Problem details.
Among the entries that follow, find the lines containing the string "chandelier" and copy them.

+-------+

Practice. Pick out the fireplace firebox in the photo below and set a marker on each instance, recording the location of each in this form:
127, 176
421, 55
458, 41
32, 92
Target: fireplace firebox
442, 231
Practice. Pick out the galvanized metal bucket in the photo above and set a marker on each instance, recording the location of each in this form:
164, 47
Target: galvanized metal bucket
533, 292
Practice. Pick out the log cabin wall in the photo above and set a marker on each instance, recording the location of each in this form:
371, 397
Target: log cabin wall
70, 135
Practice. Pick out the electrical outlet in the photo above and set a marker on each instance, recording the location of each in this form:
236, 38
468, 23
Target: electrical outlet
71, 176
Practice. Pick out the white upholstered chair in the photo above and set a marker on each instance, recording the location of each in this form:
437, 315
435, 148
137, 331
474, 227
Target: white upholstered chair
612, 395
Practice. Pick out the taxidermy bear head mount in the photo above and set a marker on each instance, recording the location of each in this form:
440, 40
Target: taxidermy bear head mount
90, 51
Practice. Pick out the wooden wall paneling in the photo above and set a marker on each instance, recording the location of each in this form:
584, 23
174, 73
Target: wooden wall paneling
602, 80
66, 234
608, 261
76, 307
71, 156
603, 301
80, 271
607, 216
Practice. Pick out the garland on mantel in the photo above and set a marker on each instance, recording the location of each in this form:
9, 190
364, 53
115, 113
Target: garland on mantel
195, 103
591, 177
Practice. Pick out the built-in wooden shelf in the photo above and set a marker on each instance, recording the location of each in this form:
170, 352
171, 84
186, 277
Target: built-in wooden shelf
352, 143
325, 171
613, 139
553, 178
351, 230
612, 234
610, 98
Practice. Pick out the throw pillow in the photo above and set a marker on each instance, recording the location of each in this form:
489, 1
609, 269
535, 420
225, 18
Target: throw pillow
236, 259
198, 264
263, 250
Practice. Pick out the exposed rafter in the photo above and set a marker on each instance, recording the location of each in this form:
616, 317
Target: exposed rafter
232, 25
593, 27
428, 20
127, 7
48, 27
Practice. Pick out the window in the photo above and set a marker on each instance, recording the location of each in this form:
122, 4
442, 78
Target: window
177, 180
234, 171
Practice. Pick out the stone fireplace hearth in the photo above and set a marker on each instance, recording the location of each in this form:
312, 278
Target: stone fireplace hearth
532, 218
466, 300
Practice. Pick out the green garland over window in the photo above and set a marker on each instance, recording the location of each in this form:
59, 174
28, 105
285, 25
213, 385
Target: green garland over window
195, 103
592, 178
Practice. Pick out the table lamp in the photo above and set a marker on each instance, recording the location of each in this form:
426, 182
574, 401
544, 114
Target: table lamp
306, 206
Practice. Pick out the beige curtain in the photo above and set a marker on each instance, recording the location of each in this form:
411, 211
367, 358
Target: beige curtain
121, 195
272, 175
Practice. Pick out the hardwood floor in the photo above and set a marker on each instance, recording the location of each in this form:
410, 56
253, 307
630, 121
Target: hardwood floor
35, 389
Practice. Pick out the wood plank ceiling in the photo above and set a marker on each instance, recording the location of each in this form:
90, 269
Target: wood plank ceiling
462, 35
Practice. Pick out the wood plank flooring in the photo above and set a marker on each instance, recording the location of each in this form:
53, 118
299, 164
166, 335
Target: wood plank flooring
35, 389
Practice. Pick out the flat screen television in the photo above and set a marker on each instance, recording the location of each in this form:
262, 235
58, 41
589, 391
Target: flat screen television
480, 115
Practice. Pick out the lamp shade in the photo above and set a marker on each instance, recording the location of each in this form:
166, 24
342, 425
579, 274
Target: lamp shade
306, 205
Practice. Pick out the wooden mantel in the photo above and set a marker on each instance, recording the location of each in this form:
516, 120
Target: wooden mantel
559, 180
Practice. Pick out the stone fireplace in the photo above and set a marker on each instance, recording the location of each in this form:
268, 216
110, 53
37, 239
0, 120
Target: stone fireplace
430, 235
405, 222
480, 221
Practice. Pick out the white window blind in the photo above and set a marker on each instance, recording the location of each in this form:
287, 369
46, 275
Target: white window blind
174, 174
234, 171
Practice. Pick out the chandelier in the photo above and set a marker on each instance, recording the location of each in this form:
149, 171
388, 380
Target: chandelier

+-------+

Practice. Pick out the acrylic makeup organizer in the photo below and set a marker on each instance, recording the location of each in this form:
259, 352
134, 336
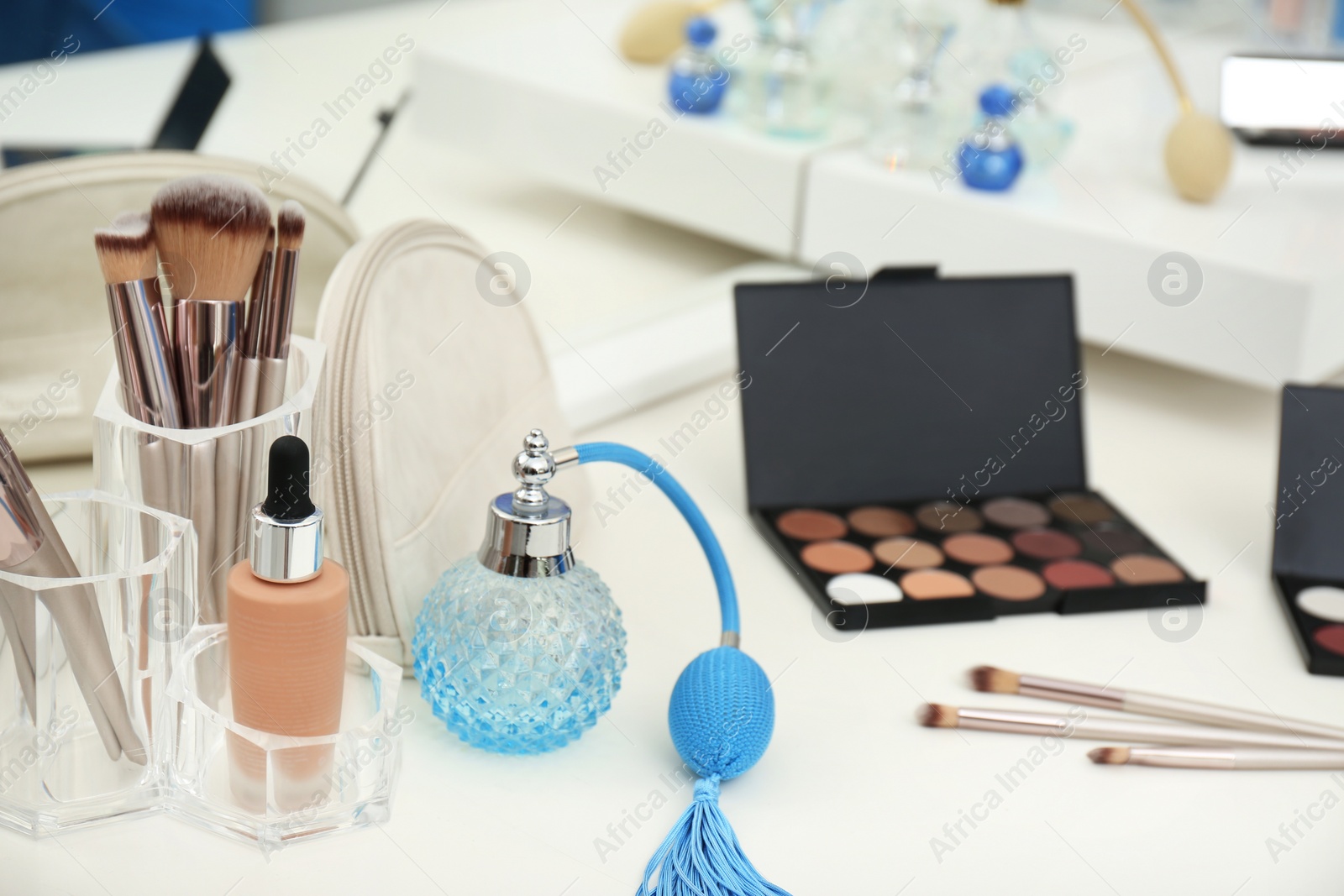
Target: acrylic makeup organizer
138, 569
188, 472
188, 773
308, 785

+-------+

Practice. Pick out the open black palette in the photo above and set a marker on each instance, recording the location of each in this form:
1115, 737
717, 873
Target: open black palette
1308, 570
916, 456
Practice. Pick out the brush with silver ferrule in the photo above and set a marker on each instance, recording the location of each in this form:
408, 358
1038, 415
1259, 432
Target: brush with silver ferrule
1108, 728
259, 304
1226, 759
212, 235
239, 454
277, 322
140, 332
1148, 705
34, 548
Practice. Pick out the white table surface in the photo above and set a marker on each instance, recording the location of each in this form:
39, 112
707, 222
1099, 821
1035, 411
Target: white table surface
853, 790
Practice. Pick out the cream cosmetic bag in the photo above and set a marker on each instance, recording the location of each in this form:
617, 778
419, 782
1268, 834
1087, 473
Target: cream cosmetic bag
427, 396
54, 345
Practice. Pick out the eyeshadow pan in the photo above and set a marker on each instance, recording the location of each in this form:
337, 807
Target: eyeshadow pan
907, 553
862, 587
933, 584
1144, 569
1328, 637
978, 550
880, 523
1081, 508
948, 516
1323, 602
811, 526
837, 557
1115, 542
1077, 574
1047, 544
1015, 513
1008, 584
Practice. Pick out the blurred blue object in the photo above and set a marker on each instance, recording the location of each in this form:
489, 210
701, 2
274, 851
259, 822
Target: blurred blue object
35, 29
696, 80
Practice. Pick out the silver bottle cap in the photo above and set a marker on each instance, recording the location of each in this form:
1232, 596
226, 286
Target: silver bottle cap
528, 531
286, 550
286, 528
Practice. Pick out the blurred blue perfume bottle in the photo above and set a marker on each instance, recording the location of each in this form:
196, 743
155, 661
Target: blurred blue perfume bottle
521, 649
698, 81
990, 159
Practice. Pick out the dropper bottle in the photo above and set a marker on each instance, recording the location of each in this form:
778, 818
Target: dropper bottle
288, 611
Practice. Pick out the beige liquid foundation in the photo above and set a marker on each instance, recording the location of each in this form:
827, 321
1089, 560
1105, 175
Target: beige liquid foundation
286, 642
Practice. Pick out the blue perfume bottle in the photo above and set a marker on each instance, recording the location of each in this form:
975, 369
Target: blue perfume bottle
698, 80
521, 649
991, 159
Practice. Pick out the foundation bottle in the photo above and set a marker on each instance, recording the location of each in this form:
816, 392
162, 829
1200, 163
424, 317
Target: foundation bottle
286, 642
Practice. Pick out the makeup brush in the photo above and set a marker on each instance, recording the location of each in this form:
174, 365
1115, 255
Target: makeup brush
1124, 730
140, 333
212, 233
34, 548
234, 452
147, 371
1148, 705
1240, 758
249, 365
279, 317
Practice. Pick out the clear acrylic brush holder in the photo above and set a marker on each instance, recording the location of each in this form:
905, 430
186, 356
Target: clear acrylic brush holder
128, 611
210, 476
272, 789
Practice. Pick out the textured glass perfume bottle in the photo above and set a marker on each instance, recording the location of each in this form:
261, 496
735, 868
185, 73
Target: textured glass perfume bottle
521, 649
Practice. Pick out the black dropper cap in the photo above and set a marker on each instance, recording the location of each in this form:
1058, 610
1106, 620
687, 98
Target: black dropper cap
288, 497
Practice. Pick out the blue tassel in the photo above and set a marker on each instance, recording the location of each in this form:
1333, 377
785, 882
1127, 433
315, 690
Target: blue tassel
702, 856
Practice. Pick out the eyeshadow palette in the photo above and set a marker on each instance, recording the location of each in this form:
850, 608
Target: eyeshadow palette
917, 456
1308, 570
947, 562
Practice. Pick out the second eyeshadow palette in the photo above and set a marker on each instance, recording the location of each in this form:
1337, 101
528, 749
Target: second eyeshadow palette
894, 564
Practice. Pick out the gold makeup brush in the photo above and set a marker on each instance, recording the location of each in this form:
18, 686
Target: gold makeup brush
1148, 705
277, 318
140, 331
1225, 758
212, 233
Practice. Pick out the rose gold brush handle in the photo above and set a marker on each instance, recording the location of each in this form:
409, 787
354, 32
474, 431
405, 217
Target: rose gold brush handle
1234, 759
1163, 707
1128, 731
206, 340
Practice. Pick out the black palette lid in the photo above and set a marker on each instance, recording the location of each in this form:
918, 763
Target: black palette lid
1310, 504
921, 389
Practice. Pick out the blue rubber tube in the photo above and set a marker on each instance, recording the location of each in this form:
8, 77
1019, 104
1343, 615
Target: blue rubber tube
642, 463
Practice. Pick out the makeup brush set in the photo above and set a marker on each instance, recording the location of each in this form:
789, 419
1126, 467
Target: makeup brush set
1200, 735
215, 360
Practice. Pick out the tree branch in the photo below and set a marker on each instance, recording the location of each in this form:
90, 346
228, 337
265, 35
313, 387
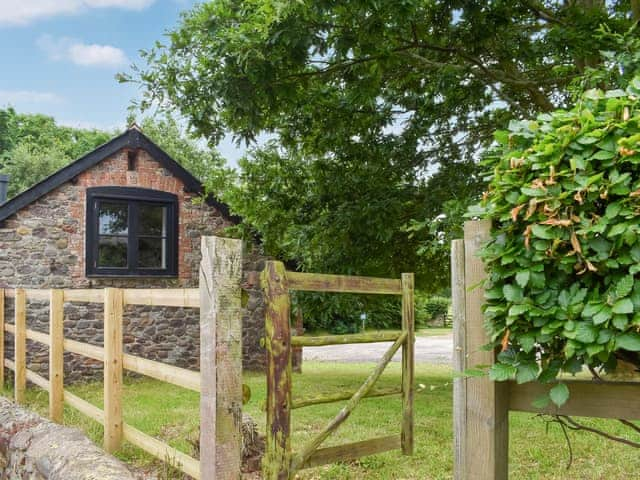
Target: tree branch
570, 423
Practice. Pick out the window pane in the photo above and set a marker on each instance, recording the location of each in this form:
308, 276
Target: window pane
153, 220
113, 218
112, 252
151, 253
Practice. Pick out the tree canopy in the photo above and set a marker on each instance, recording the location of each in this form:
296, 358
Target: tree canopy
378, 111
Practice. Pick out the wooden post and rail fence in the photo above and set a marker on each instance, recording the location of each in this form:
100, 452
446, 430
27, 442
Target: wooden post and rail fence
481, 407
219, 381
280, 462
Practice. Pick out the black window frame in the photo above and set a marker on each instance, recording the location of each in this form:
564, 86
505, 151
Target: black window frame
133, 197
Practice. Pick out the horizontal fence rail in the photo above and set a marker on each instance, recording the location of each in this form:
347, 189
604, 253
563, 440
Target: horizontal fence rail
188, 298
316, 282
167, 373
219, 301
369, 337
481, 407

+-------+

Answer to this exercise.
Practice. Pick out the chandelier in the photo above and set a marker on each instance, recording the location of each in this form:
Target: chandelier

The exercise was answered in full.